To do:
The required output is every line from the one with "Provide your boxes" through the final line of the data below, unchanged.
#### Data shown ####
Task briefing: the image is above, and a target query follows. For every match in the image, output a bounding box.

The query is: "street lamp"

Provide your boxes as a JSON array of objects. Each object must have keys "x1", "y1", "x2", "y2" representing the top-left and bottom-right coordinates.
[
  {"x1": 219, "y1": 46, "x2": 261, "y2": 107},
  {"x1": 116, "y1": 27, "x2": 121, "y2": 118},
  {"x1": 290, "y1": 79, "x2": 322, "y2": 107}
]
####
Task answer:
Provide your boxes as a JSON array of objects. Each object must have keys "x1", "y1", "x2", "y2" representing the top-left and bottom-right coordinates.
[
  {"x1": 219, "y1": 46, "x2": 261, "y2": 107},
  {"x1": 116, "y1": 27, "x2": 121, "y2": 118},
  {"x1": 290, "y1": 79, "x2": 322, "y2": 107}
]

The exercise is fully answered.